* **Instructions for the task**
Go through the listing and pick out each line with the word "girl" in it.

* **Data excerpts**
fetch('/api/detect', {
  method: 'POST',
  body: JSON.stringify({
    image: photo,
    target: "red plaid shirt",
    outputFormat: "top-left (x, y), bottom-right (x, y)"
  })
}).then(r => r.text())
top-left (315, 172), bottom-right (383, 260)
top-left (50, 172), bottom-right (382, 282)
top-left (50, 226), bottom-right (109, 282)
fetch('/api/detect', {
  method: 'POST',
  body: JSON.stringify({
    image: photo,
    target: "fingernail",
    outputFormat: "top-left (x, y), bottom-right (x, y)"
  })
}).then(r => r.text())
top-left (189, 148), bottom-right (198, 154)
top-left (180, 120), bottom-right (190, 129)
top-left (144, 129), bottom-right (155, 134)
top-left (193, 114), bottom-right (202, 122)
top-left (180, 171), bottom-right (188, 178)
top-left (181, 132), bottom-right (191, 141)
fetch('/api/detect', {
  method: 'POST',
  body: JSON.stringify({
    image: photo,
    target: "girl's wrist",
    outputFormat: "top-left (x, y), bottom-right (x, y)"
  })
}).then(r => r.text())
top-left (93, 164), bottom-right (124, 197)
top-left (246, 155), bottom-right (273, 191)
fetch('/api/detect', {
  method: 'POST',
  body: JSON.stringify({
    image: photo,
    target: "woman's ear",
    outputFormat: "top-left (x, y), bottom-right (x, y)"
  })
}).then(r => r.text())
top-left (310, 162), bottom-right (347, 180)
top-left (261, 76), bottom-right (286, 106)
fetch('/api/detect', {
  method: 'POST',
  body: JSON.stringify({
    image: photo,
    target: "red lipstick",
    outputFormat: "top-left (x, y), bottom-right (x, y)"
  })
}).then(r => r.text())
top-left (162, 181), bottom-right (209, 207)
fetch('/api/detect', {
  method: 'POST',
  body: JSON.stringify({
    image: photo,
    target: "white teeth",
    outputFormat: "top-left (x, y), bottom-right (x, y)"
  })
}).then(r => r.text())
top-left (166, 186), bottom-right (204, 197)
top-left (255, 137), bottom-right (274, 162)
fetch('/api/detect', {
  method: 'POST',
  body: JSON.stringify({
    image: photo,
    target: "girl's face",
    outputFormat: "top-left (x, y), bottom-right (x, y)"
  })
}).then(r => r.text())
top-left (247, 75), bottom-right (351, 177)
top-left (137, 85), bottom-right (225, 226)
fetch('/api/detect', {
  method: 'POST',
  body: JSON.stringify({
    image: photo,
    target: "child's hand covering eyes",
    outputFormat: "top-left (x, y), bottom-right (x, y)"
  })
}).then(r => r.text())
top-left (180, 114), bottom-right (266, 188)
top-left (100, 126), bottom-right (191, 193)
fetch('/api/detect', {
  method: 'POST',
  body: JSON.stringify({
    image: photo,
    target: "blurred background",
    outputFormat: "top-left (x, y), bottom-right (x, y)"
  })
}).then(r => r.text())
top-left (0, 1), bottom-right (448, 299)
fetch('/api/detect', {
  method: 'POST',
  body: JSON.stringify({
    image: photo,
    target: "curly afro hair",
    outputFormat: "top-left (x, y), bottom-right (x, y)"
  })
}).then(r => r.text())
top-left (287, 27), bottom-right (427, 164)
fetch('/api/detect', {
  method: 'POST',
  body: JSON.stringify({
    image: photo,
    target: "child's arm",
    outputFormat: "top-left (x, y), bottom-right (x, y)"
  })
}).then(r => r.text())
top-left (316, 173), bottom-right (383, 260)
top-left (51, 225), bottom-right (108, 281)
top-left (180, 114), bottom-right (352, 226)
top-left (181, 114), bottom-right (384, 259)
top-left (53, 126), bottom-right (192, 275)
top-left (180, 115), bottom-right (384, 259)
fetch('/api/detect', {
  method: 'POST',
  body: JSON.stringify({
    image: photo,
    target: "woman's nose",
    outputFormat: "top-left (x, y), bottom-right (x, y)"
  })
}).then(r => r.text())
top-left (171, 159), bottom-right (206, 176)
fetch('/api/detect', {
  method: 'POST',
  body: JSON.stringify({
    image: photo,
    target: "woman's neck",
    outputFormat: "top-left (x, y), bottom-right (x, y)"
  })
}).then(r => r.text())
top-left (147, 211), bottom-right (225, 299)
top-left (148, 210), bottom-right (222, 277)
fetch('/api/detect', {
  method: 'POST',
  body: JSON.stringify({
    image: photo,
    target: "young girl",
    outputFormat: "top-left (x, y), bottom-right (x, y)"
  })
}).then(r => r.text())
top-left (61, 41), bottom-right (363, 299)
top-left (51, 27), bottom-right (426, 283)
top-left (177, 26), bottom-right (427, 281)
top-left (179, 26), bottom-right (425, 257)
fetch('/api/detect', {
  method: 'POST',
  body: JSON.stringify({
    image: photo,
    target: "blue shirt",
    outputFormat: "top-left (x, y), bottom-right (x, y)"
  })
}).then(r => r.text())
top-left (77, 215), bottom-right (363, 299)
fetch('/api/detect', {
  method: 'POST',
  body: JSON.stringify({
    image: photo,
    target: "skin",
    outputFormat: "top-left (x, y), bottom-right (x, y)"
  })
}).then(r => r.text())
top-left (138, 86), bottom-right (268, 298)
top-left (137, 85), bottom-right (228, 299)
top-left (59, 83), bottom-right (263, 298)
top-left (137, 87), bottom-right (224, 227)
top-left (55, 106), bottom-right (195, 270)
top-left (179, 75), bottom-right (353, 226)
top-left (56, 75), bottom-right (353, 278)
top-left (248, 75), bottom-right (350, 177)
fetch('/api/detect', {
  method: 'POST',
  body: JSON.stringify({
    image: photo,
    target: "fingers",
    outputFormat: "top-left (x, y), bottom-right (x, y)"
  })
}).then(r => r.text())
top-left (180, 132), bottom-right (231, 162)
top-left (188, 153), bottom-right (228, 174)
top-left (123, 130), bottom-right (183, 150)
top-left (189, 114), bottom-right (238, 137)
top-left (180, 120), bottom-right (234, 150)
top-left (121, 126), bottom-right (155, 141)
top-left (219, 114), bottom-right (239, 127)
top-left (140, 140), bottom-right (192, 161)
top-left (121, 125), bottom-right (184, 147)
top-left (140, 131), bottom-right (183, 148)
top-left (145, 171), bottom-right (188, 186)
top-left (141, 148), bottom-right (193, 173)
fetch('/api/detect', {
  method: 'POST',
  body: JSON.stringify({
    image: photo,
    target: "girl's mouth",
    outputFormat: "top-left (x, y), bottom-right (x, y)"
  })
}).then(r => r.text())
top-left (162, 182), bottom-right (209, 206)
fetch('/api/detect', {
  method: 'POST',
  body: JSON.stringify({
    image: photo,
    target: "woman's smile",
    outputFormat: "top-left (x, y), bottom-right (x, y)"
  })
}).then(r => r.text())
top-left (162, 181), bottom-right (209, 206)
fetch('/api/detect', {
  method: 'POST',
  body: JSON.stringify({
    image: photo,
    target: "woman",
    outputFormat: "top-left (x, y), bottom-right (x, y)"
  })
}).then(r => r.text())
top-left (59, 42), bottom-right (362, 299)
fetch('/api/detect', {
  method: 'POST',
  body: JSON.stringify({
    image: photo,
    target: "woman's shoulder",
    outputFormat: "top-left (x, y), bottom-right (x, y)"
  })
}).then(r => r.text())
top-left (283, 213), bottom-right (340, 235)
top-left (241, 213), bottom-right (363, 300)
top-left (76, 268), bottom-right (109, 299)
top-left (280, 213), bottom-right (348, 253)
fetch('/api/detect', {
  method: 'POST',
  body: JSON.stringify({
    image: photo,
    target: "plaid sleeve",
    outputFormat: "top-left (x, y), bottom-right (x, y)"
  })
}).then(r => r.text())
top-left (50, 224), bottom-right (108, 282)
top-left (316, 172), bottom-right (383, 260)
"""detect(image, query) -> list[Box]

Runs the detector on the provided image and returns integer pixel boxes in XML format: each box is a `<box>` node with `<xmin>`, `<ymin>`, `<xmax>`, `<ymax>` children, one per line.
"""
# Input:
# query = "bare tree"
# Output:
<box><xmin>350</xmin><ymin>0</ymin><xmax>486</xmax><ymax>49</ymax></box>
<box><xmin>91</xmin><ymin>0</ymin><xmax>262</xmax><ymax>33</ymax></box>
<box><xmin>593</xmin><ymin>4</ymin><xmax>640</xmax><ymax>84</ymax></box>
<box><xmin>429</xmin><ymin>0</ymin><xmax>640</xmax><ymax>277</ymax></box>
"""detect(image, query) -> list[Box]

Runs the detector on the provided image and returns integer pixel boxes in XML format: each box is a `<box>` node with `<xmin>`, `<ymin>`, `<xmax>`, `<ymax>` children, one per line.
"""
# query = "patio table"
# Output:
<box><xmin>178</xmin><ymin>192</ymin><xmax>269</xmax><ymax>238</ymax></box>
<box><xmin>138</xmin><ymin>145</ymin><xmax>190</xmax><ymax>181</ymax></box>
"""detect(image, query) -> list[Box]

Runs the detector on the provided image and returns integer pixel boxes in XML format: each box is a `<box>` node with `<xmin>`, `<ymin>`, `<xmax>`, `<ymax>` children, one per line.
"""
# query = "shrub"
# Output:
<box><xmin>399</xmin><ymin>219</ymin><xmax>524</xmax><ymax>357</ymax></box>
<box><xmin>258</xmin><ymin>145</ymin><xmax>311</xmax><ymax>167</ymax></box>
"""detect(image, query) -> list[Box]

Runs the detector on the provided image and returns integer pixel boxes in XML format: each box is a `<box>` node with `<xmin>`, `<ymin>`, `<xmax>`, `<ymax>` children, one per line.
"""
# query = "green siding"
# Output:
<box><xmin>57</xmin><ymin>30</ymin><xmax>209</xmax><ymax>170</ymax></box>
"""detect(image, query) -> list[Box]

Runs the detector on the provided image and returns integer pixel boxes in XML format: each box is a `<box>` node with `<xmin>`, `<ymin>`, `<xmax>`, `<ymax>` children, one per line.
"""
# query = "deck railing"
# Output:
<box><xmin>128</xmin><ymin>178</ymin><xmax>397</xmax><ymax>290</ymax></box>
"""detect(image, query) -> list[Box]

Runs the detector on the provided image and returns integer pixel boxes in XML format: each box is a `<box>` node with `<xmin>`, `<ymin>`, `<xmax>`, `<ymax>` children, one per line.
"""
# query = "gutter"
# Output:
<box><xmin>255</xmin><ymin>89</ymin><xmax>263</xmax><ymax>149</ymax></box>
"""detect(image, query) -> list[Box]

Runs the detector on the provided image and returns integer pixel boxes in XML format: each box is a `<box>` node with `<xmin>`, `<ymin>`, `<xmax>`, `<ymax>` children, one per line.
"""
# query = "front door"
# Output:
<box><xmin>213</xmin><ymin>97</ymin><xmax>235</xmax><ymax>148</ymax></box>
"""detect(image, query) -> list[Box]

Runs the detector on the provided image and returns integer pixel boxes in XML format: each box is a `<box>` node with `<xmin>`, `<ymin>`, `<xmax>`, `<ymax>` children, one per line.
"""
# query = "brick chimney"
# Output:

* **Response**
    target: "girl's wrist",
    target: "girl's face",
    target: "young girl",
    target: "girl's mouth",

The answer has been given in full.